▶ [Assignment]:
Decide whether each statement agrees with the hepatitis C abstract, giving yes or no and quoting the words of the abstract that settle it. 1. Keeping harm reduction at its existing coverage was projected to lower 2030 prevalence among people who inject drugs from 45% to 24%. 2. Dar es Salaam has access to direct-acting antiviral treatments. 3. Scaling up harm reduction to 50% coverage was estimated to save a cumulative US$80,000.

[Passage for review — start]

Upscaling Prevention To Control Hepatitis C As A Public Health Threat In Tanzania

Author: Scott N, Mohamed Z, Rwegasha J, Mbwambo J, Lemoine M, Hellard M

Theme: Epidemiology & Public Health Research Year: 2018

Background: Limited access to direct-acting antiviral treatments (DAAs) for hepatitis C virus (HCV) is often considered a barrier to the control of HCV as a public health threat. We estimate the progress that could be achieved towards the WHO’s HCV incidence reduction target by scaling up harm reduction among people who inject drugs (PWID) in Dar es Salaam, Tanzania, a setting with no access to DAAs. Methods: A mathematical model of HCV transmission, liver disease progression and the cascade of care was calibrated to local epidemiological and clinical data. Scenarios were projected for NSP and OST coverage among PWID ranging from 0% to 50% to determine the possible impact on prevalence, incidence and healthcare costs. Results: Compared to projections with no harm reduction coverage, maintaining existing coverage (6%) was estimated to: reduce 2030 prevalence among PWID from 45% to 24%; avert 11,000 incident HCV cases; and save US$80,000 in cumulative healthcare costs. The WHO target of an 80% reduction in incidence by 2030 was achievable without DAAs by scaling up harm reduction from 6% to 50% coverage among PWID, saving a cumulative US$270,000. Conclusion: Primary prevention among PWID can control HCV transmission in the absence of treatment availability. Even small improvements in NSP and OST coverage are likely to produce substantial long-term HCV-related healthcare cost savings. Disclosure of Interest Statement: MH and the Burnet Institute receive investigator-initiated research funding from Gilead Sciences, AbbVie and BMS. ZM has received funding from Gilead Sciences. MH is the recipients of National Health and Medical Research Council fellowships.

[Passage for review — finish]
[Data section — start]

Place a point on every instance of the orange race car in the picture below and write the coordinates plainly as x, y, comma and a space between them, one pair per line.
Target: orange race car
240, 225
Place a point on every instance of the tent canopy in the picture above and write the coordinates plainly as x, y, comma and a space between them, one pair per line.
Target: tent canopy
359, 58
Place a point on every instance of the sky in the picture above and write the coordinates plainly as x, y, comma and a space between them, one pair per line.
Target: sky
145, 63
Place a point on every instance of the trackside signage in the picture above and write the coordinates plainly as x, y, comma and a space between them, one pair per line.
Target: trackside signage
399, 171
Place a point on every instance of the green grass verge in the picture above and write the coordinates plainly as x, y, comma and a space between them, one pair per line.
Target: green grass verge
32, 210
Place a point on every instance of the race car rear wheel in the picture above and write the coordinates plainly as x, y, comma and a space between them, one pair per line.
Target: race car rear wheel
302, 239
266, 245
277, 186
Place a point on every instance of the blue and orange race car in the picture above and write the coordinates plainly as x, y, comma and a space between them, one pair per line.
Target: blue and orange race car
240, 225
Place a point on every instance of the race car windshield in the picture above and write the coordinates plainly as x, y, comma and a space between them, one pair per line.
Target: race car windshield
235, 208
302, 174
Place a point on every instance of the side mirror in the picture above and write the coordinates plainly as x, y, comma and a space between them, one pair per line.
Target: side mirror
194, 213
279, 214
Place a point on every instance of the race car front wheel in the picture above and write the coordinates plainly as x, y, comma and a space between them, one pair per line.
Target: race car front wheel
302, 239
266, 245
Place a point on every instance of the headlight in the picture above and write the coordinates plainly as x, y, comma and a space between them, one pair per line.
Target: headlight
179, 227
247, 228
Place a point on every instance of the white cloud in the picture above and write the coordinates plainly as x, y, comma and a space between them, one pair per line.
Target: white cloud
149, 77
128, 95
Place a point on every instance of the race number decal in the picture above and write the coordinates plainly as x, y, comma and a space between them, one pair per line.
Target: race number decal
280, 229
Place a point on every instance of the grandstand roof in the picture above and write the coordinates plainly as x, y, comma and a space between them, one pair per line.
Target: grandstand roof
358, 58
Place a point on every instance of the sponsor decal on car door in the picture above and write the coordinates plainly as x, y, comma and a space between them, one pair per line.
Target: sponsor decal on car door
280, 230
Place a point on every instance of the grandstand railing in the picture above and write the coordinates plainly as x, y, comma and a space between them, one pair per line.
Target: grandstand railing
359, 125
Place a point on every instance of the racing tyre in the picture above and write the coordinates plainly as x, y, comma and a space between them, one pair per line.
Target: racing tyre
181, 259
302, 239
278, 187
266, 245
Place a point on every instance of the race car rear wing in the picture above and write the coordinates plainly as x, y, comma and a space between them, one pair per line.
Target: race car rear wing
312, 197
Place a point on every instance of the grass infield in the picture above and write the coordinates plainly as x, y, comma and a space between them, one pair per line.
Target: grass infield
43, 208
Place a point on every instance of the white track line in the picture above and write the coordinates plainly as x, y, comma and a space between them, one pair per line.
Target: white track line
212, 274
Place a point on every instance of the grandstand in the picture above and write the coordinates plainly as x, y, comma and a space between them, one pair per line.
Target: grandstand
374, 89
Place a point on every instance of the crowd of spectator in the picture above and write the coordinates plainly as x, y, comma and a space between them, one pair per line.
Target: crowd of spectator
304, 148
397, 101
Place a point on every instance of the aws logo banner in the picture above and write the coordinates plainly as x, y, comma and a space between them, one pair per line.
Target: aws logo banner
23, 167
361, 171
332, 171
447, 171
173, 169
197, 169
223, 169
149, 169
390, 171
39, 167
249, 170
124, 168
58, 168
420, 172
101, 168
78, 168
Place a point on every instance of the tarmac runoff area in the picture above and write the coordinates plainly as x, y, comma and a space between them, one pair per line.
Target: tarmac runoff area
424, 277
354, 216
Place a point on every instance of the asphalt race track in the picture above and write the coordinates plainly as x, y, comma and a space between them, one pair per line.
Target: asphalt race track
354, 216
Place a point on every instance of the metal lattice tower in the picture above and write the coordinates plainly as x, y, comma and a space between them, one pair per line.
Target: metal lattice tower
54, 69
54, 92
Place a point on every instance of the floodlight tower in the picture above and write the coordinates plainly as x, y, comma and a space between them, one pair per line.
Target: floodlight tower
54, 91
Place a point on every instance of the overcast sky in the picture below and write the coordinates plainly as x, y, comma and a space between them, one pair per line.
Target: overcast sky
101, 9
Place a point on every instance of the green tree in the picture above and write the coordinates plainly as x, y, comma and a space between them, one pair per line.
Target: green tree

[Data section — finish]

▶ [Written response]:
1. Yes: "reduce 2030 prevalence among PWID from 45% to 24%"
2. No: "a setting with no access to DAAs"
3. No: "saving a cumulative US$270,000"